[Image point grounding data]
-=-=-=-=-
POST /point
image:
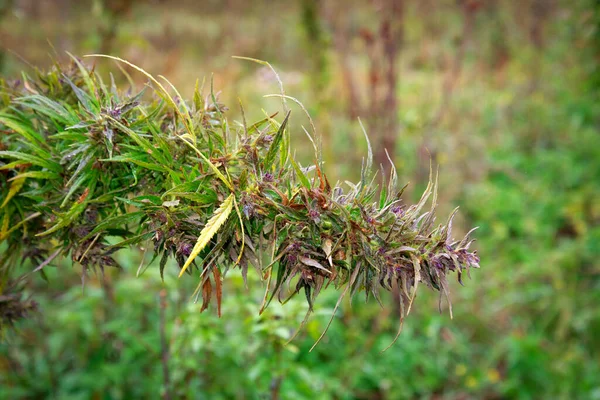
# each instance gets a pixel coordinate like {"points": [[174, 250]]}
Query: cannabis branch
{"points": [[86, 170]]}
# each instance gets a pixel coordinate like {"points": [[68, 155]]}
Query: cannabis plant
{"points": [[87, 169]]}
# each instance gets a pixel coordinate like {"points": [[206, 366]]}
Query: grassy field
{"points": [[503, 97]]}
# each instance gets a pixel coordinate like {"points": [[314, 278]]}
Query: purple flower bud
{"points": [[185, 249], [268, 177], [314, 215], [398, 210]]}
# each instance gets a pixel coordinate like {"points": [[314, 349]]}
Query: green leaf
{"points": [[29, 159], [209, 230]]}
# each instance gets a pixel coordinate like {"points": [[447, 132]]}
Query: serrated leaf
{"points": [[211, 228]]}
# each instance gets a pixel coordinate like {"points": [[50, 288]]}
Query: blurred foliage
{"points": [[518, 148]]}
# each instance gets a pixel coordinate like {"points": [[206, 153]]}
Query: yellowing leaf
{"points": [[15, 187], [211, 228]]}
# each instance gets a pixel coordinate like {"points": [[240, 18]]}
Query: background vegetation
{"points": [[503, 95]]}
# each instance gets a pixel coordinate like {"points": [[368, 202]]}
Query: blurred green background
{"points": [[503, 95]]}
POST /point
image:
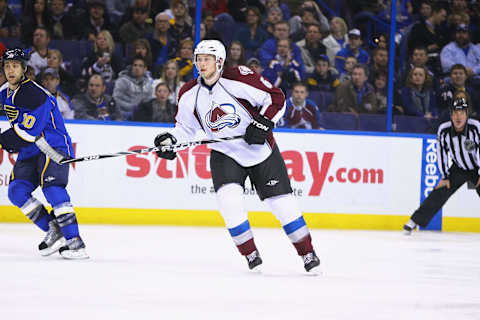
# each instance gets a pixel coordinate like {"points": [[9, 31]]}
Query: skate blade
{"points": [[79, 254], [53, 248]]}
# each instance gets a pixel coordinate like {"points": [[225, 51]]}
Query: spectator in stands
{"points": [[142, 47], [310, 13], [337, 39], [418, 98], [181, 24], [37, 17], [311, 47], [235, 55], [273, 4], [62, 22], [252, 36], [254, 64], [284, 70], [356, 95], [419, 59], [426, 34], [132, 87], [94, 104], [94, 21], [158, 109], [425, 9], [457, 83], [353, 49], [215, 6], [171, 76], [403, 18], [9, 26], [184, 59], [274, 16], [239, 9], [379, 64], [269, 48], [139, 27], [50, 79], [380, 87], [118, 8], [103, 59], [66, 79], [301, 113], [350, 62], [323, 78], [162, 41], [461, 51], [38, 52]]}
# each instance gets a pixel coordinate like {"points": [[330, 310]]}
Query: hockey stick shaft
{"points": [[60, 159]]}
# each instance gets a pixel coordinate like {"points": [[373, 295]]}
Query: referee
{"points": [[459, 140]]}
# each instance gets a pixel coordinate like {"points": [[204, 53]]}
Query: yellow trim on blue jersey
{"points": [[23, 134], [66, 143], [53, 121], [47, 162]]}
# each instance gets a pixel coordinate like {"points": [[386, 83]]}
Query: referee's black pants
{"points": [[437, 198]]}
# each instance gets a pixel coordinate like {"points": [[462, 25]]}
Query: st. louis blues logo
{"points": [[221, 116]]}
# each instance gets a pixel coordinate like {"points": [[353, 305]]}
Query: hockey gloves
{"points": [[165, 139], [11, 142], [258, 130]]}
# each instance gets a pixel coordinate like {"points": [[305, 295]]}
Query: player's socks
{"points": [[243, 238], [37, 213], [53, 240]]}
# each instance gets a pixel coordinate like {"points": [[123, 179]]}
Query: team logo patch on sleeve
{"points": [[221, 116]]}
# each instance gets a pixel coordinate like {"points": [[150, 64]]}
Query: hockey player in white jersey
{"points": [[232, 102]]}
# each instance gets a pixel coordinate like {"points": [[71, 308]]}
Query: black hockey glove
{"points": [[10, 142], [165, 139], [258, 130]]}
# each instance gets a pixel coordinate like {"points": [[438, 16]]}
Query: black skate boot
{"points": [[74, 249], [53, 240], [310, 261], [253, 259], [407, 230]]}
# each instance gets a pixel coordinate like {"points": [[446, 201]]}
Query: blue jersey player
{"points": [[32, 112]]}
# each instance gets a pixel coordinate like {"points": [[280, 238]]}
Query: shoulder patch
{"points": [[30, 96]]}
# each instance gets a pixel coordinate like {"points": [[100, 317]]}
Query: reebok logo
{"points": [[260, 126], [49, 179], [272, 183]]}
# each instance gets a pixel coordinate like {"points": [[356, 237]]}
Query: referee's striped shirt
{"points": [[452, 144]]}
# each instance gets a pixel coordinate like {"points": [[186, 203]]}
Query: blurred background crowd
{"points": [[126, 60]]}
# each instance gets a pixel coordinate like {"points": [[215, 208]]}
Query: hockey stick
{"points": [[43, 145]]}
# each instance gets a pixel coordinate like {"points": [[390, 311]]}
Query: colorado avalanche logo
{"points": [[221, 116]]}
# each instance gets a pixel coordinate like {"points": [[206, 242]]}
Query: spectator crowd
{"points": [[126, 60]]}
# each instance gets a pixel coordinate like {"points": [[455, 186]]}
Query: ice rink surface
{"points": [[196, 273]]}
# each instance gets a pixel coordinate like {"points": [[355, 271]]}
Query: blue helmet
{"points": [[15, 54]]}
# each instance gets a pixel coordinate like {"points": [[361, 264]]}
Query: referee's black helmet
{"points": [[460, 104]]}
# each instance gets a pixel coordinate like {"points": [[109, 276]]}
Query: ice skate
{"points": [[407, 230], [310, 261], [254, 260], [53, 240], [74, 249]]}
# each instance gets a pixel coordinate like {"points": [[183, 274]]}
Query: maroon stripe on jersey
{"points": [[254, 113], [253, 79]]}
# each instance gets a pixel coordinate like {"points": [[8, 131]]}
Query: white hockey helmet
{"points": [[213, 47]]}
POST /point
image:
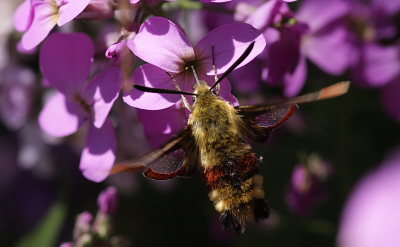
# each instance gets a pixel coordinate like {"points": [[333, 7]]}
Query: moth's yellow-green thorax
{"points": [[216, 127]]}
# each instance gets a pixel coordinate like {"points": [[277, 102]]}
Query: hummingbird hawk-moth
{"points": [[214, 141]]}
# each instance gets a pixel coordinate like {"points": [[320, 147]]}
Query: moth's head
{"points": [[201, 88], [203, 93]]}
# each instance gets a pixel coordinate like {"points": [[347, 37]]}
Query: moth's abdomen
{"points": [[237, 193]]}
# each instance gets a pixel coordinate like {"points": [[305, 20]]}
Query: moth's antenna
{"points": [[195, 75], [240, 59], [161, 90]]}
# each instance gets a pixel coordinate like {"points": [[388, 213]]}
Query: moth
{"points": [[215, 142]]}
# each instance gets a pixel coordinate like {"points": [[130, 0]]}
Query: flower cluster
{"points": [[336, 35], [98, 231], [68, 68]]}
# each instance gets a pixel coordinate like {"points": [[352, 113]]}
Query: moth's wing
{"points": [[175, 158], [259, 120]]}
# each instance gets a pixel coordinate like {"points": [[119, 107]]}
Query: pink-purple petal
{"points": [[381, 64], [102, 92], [60, 117], [226, 94], [42, 23], [151, 76], [294, 82], [70, 10], [162, 43], [99, 154], [317, 13], [229, 42], [65, 60], [23, 16], [263, 16]]}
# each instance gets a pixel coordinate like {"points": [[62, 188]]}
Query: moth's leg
{"points": [[184, 100], [217, 88]]}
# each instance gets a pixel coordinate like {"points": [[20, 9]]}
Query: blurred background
{"points": [[330, 173]]}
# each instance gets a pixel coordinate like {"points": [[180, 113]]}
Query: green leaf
{"points": [[46, 233]]}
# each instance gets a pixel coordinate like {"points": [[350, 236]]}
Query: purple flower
{"points": [[292, 38], [83, 224], [16, 95], [165, 47], [373, 35], [65, 61], [37, 17], [108, 201], [98, 9], [306, 188], [371, 216]]}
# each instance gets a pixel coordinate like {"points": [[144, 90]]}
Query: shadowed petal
{"points": [[371, 215], [215, 1], [23, 16], [65, 60], [102, 92], [151, 76], [43, 22], [60, 117], [162, 43], [391, 100], [99, 154], [329, 51], [160, 126], [229, 41], [70, 10]]}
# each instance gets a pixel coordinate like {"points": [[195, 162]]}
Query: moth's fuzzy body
{"points": [[230, 167]]}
-=-=-=-=-
■ **Assignment**:
Copy out all the data exactly; skip the pictures.

■ **Solution to this task**:
POST /point
image:
# each instance gets a pixel coordinate like {"points": [[174, 250]]}
Query: cannabis branch
{"points": [[86, 170]]}
# each instance gets a pixel coordinate like {"points": [[68, 155]]}
Query: cannabis plant
{"points": [[87, 169]]}
# each instance gets a pixel coordinate like {"points": [[206, 366]]}
Query: grassy field
{"points": [[503, 97]]}
# each instance gets a pixel coordinate like {"points": [[314, 278]]}
Query: purple flower bud
{"points": [[185, 249], [268, 177], [314, 215], [398, 210]]}
# each instance gets a pixel coordinate like {"points": [[314, 349]]}
Query: green leaf
{"points": [[29, 159], [209, 230]]}
# each instance gets a pixel coordinate like {"points": [[447, 132]]}
Query: serrated leaf
{"points": [[211, 228]]}
# each instance gets a pixel coordinate like {"points": [[50, 288]]}
Query: blurred foliage
{"points": [[518, 148]]}
# each instance gets a pixel coordinate like {"points": [[206, 153]]}
Query: yellowing leaf
{"points": [[15, 187], [211, 228]]}
# each instance gets a pixel coordinate like {"points": [[240, 18]]}
Query: background vegetation
{"points": [[503, 95]]}
# each instance gets a pixel coordinate like {"points": [[368, 202]]}
Query: blurred green background
{"points": [[503, 95]]}
POST /point
image:
# each instance gets a pixel coordinate like {"points": [[9, 31]]}
Query: skate blade
{"points": [[79, 254], [53, 248]]}
# each instance gets a pixel coordinate like {"points": [[225, 51]]}
Query: spectator in stands
{"points": [[142, 47], [310, 13], [337, 39], [418, 98], [181, 24], [37, 17], [311, 47], [235, 55], [273, 4], [62, 22], [252, 36], [254, 64], [284, 70], [356, 95], [419, 59], [426, 34], [132, 87], [94, 104], [94, 21], [158, 109], [425, 9], [457, 83], [353, 49], [215, 6], [171, 76], [403, 18], [9, 26], [184, 59], [274, 16], [239, 9], [379, 64], [269, 48], [139, 27], [50, 79], [380, 87], [118, 8], [103, 59], [66, 79], [301, 113], [350, 62], [323, 78], [162, 41], [461, 51], [38, 52]]}
# each instance gets a pixel coordinate like {"points": [[330, 310]]}
Query: hockey stick shaft
{"points": [[60, 159]]}
# each instance gets a pixel coordinate like {"points": [[373, 295]]}
Query: referee
{"points": [[459, 140]]}
# each instance gets a pixel coordinate like {"points": [[204, 53]]}
Query: yellow trim on blue jersey
{"points": [[23, 134], [66, 143], [53, 121], [47, 162]]}
# each instance gets a pixel coordinate like {"points": [[386, 83]]}
Query: referee's black pants
{"points": [[437, 198]]}
# each instance gets a pixel coordinate like {"points": [[462, 25]]}
Query: st. louis blues logo
{"points": [[221, 116]]}
# each instance gets a pixel coordinate like {"points": [[353, 305]]}
Query: hockey gloves
{"points": [[165, 139], [11, 142], [258, 130]]}
# each instance gets a pixel coordinate like {"points": [[305, 295]]}
Query: player's socks
{"points": [[243, 238], [37, 213], [53, 240]]}
# each instance gets a pixel coordinate like {"points": [[123, 179]]}
Query: team logo patch on sleeve
{"points": [[221, 116]]}
# each instance gets a pixel coordinate like {"points": [[150, 64]]}
Query: hockey player in white jersey
{"points": [[232, 102]]}
# each instance gets a pixel coordinate like {"points": [[71, 308]]}
Query: black hockey glove
{"points": [[10, 142], [165, 139], [258, 130]]}
# each instance gets a pixel coordinate like {"points": [[438, 16]]}
Query: black skate boot
{"points": [[74, 249], [53, 240], [310, 261], [253, 259], [407, 230]]}
# each instance gets a pixel coordinate like {"points": [[446, 201]]}
Query: blue jersey player
{"points": [[32, 112]]}
# each instance gets a pixel coordinate like {"points": [[280, 238]]}
Query: shoulder patch
{"points": [[30, 96]]}
# each instance gets a pixel coordinate like {"points": [[100, 317]]}
Query: reebok logo
{"points": [[260, 126], [49, 179], [272, 183]]}
# each instance gets a pixel coordinate like {"points": [[356, 237]]}
Query: referee's striped shirt
{"points": [[452, 144]]}
# each instance gets a pixel coordinate like {"points": [[186, 203]]}
Query: blurred background crowd
{"points": [[126, 60]]}
# each instance gets a pixel coordinate like {"points": [[215, 208]]}
Query: hockey stick
{"points": [[43, 145]]}
# each instance gets a pixel coordinate like {"points": [[390, 311]]}
Query: colorado avalanche logo
{"points": [[221, 116]]}
# each instance gets a pixel coordinate like {"points": [[206, 242]]}
Query: spectator crowd
{"points": [[126, 60]]}
# each instance gets a pixel coordinate like {"points": [[455, 186]]}
Query: ice rink surface
{"points": [[196, 273]]}
# each instance gets a pixel coordinate like {"points": [[355, 271]]}
Query: blue helmet
{"points": [[15, 54]]}
# each instance gets a pixel coordinate like {"points": [[361, 264]]}
Query: referee's black helmet
{"points": [[460, 104]]}
# each instance gets a pixel coordinate like {"points": [[109, 276]]}
Query: ice skate
{"points": [[407, 230], [310, 261], [254, 260], [53, 240], [74, 249]]}
# each instance gets a pixel coordinate like {"points": [[183, 274]]}
Query: maroon stripe on jersey
{"points": [[254, 113], [253, 79]]}
# each instance gets a pixel coordinate like {"points": [[8, 131]]}
Query: white hockey helmet
{"points": [[213, 47]]}
POST /point
image:
# each instance gets a pixel coordinate like {"points": [[333, 7]]}
Query: moth's yellow-green thorax
{"points": [[216, 127]]}
# each instance gets a pixel coordinate like {"points": [[277, 102]]}
Query: hummingbird hawk-moth
{"points": [[214, 141]]}
# each instance gets a pixel coordinate like {"points": [[320, 147]]}
Query: moth's head
{"points": [[201, 88], [203, 93]]}
# each instance gets a pixel coordinate like {"points": [[347, 37]]}
Query: moth's abdomen
{"points": [[237, 193]]}
# each instance gets a pixel coordinate like {"points": [[305, 20]]}
Query: moth's antenna
{"points": [[195, 75], [240, 59], [161, 90]]}
# each instance gets a pixel coordinate like {"points": [[388, 213]]}
Query: moth
{"points": [[215, 142]]}
# each instance gets a pixel coordinate like {"points": [[130, 0]]}
Query: flower cluster
{"points": [[336, 35], [98, 231], [68, 68]]}
# each instance gets a pixel coordinate like {"points": [[352, 113]]}
Query: moth's wing
{"points": [[175, 158], [259, 120]]}
# each instance gets a pixel coordinate like {"points": [[119, 107]]}
Query: pink-purple petal
{"points": [[381, 64], [102, 92], [60, 117], [226, 94], [42, 23], [151, 76], [294, 82], [70, 10], [162, 43], [99, 154], [317, 13], [229, 42], [65, 60], [23, 16], [263, 16]]}
# each instance gets a pixel coordinate like {"points": [[62, 188]]}
Query: moth's leg
{"points": [[184, 100], [217, 88]]}
# each instance gets a pixel coordinate like {"points": [[20, 9]]}
Query: blurred background
{"points": [[330, 173]]}
# each instance gets a pixel coordinate like {"points": [[180, 113]]}
Query: green leaf
{"points": [[46, 233]]}
# each instance gets a pixel coordinate like {"points": [[350, 236]]}
Query: purple flower
{"points": [[292, 38], [83, 224], [16, 95], [165, 47], [373, 35], [65, 61], [37, 17], [108, 201], [98, 9], [306, 188], [371, 216]]}
# each instance gets a pixel coordinate like {"points": [[144, 90]]}
Query: shadowed petal
{"points": [[371, 215], [215, 1], [23, 16], [65, 60], [102, 92], [151, 76], [43, 22], [60, 117], [162, 43], [391, 100], [99, 154], [329, 51], [160, 126], [229, 41], [70, 10]]}
# each instance gets a pixel coordinate like {"points": [[195, 162]]}
Query: moth's fuzzy body
{"points": [[230, 167]]}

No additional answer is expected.